**Exercise prompt**
In the Frankenstein comics article, reproduce word for word the stretch from "Just recently Marvel" through "in full color.".

The Monster of Frankenstein 1 - 4
(Jan 1973 - Jul 1973)


Covers of The Monster of Frankenstein 3 - 4, by Mike Ploog.
(Click on images  to enlarge)

Issue 3: Frankensteins gives life
to the Monster's bride (story: Gary Friedrich; drawings: Mike Ploog)
From January 1973 to September 1975 American comic book publisher Marvel ran an 18-issue Frankenstein series entitled The Frankenstein Monster. Together with Werewolf by Night, Man-Thing and Tomb of Dracula, The Frankenstein Monster marked a change for Marvel Comics, which in the 1960s had become the leading publisher of comic books. This new line of comics moved away from Marvel's superhero themes and introduced a touch of horror and fantasy to the Marvel Universe, which up to then had only been populated by the likes of Spiderman and the X-Men.

Despite its short run, The Frankenstein Monster (edited by Swamp Thing writer Len Wein) featured several talents, many of whom have later become well known artists in the field of comics. Issues 1 - 11 were written by Gary Friedrich, no. 12 - 17 by Doug Moench, and the final issue by Bill Mantlo. Pencils and inks were done by John Buscema, John Verpoorten, Bob Brown, Jil Kane and Val Mayerik. Perhaps the best-known of the artists working on the title is Mike Ploog, who created the artwork for issues 1 - 6. 

Just recently Marvel published a paperback collection of the complete series entitled Essential Monster of Frankenstein. Unfortunately the reprints are in black and white only, and real fans will still have to hunt down the original comic books in order to see the story in full color. 



Covers of The Monster of Frankenstein 1 - 2.
(Click on images  to enlarge)

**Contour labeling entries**

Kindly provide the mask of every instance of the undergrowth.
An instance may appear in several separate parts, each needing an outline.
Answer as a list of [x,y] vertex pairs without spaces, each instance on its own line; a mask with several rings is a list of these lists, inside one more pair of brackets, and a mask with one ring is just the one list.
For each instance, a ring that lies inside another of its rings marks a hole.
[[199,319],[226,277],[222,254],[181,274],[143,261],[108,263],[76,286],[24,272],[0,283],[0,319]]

**Reply**
Just recently Marvel published a paperback collection of the complete series entitled Essential Monster of Frankenstein. Unfortunately the reprints are in black and white only, and real fans will still have to hunt down the original comic books in order to see the story in full color.